▸ **YOUR INSTRUCTIONS**
Please write out every entry below exactly, leaving out any pictures.

[Dataset entries]
-- Opening Marker --

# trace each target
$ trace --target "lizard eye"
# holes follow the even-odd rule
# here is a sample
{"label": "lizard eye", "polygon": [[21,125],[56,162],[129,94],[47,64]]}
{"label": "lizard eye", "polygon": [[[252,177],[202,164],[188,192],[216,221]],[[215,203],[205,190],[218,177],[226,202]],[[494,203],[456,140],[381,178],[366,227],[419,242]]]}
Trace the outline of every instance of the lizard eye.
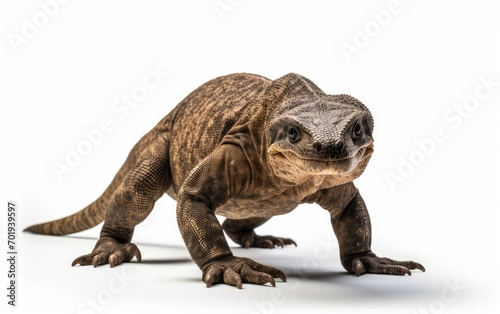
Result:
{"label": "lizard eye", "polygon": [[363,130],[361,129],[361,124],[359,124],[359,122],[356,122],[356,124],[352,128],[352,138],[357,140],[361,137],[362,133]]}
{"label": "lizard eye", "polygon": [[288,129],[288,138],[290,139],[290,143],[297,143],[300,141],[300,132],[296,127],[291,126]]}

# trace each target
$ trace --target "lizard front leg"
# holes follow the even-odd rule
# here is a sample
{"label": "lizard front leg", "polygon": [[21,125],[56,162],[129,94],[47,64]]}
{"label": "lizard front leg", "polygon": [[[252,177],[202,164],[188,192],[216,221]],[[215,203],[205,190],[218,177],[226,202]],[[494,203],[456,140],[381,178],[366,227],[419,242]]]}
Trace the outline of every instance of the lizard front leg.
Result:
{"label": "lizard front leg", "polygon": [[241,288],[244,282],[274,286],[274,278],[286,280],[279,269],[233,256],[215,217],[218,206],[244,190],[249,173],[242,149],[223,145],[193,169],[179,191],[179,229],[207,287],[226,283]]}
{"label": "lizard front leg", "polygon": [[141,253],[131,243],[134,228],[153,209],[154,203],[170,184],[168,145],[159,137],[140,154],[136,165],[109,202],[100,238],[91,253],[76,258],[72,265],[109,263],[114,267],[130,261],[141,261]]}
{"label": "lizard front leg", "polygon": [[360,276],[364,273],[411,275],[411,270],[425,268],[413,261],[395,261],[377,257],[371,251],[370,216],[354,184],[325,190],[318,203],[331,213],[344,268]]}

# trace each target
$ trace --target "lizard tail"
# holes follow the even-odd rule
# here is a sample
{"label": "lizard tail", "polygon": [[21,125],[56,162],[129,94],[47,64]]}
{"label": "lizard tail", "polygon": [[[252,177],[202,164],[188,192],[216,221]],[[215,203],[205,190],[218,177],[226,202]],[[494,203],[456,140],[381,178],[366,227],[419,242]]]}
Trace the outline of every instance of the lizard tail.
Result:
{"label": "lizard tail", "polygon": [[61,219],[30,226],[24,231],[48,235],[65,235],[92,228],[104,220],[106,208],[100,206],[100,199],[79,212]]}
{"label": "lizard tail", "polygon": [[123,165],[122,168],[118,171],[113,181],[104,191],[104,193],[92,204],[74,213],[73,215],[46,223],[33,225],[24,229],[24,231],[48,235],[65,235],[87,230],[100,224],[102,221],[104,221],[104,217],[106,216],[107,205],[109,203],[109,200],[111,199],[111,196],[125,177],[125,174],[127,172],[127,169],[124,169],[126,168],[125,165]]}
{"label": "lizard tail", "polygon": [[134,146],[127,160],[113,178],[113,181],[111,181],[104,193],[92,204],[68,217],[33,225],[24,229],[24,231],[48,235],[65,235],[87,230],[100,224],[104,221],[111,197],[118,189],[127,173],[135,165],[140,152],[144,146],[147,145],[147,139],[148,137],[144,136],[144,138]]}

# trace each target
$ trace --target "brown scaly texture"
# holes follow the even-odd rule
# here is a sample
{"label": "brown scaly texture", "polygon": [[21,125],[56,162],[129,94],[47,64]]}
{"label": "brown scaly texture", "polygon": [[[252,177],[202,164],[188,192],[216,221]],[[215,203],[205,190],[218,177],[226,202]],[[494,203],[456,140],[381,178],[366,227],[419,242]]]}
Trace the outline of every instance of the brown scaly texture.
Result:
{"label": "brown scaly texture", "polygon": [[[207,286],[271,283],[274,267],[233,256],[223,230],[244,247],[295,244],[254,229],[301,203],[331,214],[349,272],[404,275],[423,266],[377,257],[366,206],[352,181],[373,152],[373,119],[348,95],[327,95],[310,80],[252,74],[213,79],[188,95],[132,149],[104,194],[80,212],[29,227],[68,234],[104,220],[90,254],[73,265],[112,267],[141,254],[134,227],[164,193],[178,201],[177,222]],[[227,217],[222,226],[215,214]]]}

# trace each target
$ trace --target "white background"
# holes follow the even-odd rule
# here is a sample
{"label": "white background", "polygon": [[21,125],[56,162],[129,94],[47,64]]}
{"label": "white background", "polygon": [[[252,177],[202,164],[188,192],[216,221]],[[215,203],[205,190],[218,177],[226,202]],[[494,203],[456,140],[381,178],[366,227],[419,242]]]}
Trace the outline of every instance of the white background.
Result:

-- Closing Marker --

▸ **YOUR RESPONSE**
# trace each target
$ trace --target "lizard eye"
# holes follow the even-odd rule
# here is a sample
{"label": "lizard eye", "polygon": [[21,125],[56,162],[129,94],[47,64]]}
{"label": "lizard eye", "polygon": [[[252,177],[202,164],[188,192],[216,221]],[[215,203],[205,190],[218,177],[226,202]],[[494,203],[456,140],[381,178],[366,227],[419,242]]]}
Trace the outline of every instance of the lizard eye.
Result:
{"label": "lizard eye", "polygon": [[363,130],[361,129],[361,124],[359,124],[359,122],[356,122],[356,124],[352,128],[352,138],[357,140],[361,137],[362,133]]}
{"label": "lizard eye", "polygon": [[288,129],[288,138],[290,139],[290,143],[297,143],[300,141],[300,132],[296,127],[291,126]]}

# trace each target
$ trace --target "lizard front leg"
# holes follow the even-odd rule
# here is a sample
{"label": "lizard front leg", "polygon": [[21,125],[56,162],[129,94],[47,64]]}
{"label": "lizard front leg", "polygon": [[[252,177],[202,164],[188,192],[216,221]],[[215,203],[205,190],[218,177],[226,202]],[[494,203],[456,140],[381,178],[366,227],[419,242]]]}
Trace the outline of every instance of the lizard front leg.
Result:
{"label": "lizard front leg", "polygon": [[241,288],[244,282],[274,286],[274,278],[286,280],[279,269],[233,256],[215,217],[218,206],[244,190],[249,173],[242,149],[223,145],[193,169],[179,191],[179,229],[207,287],[226,283]]}
{"label": "lizard front leg", "polygon": [[141,253],[131,243],[134,228],[153,209],[154,203],[170,184],[168,145],[159,137],[140,154],[136,165],[109,202],[100,238],[91,253],[76,258],[72,265],[109,263],[114,267],[130,261],[141,261]]}
{"label": "lizard front leg", "polygon": [[360,276],[364,273],[411,275],[411,270],[425,268],[413,261],[395,261],[377,257],[371,251],[370,216],[354,184],[325,190],[318,203],[331,213],[344,268]]}

# trace each target
$ trace --target "lizard tail"
# holes follow the even-odd rule
# here is a sample
{"label": "lizard tail", "polygon": [[21,125],[56,162],[129,94],[47,64]]}
{"label": "lizard tail", "polygon": [[[252,177],[202,164],[188,192],[216,221]],[[215,203],[205,190],[218,177],[226,202]],[[494,203],[456,140],[381,178],[366,227],[419,242]]]}
Trace the outline of every instance of the lizard tail.
Result:
{"label": "lizard tail", "polygon": [[61,219],[30,226],[24,231],[48,235],[65,235],[92,228],[104,220],[106,208],[100,206],[100,199],[79,212]]}
{"label": "lizard tail", "polygon": [[123,165],[122,168],[118,171],[113,181],[104,191],[104,193],[92,204],[74,213],[73,215],[46,223],[33,225],[24,229],[24,231],[48,235],[65,235],[87,230],[100,224],[102,221],[104,221],[104,217],[106,216],[107,205],[109,203],[109,200],[111,199],[111,196],[125,177],[125,174],[127,172],[127,169],[124,169],[126,168],[125,165]]}
{"label": "lizard tail", "polygon": [[134,146],[127,160],[113,178],[113,181],[111,181],[104,193],[92,204],[68,217],[33,225],[24,229],[24,231],[48,235],[65,235],[87,230],[100,224],[104,221],[111,197],[118,189],[127,173],[135,165],[140,152],[144,146],[147,145],[147,139],[148,137],[144,136],[144,138]]}

# trace each target
$ trace --target "brown scaly texture"
# holes follow the even-odd rule
# here is a sample
{"label": "brown scaly texture", "polygon": [[21,125],[56,162],[129,94],[47,64]]}
{"label": "brown scaly texture", "polygon": [[[252,177],[202,164],[188,192],[216,221]],[[215,203],[205,190],[218,177],[226,202]],[[494,203],[456,140],[381,178],[366,227],[419,242]]]}
Trace the outline of every instance of the brown scaly texture.
Result:
{"label": "brown scaly texture", "polygon": [[[207,286],[271,283],[274,267],[233,256],[223,230],[244,247],[295,244],[254,229],[301,203],[331,214],[349,272],[404,275],[423,266],[377,257],[366,206],[352,181],[373,152],[373,119],[348,95],[327,95],[310,80],[252,74],[213,79],[188,95],[132,149],[104,194],[80,212],[29,227],[68,234],[104,220],[90,254],[73,265],[112,267],[141,254],[134,227],[164,193],[178,201],[177,222]],[[227,217],[222,226],[215,214]]]}

# trace each target
$ trace --target "white background"
# holes follow the even-odd rule
# here is a sample
{"label": "white background", "polygon": [[21,125],[56,162],[129,94],[47,64]]}
{"label": "white background", "polygon": [[[252,177],[202,164],[188,192],[216,221]],[[215,203],[205,190],[218,177],[226,202]],[[494,203],[456,140],[381,178],[366,227],[419,242]]]}
Trace the outline of every instance of the white background.
Result:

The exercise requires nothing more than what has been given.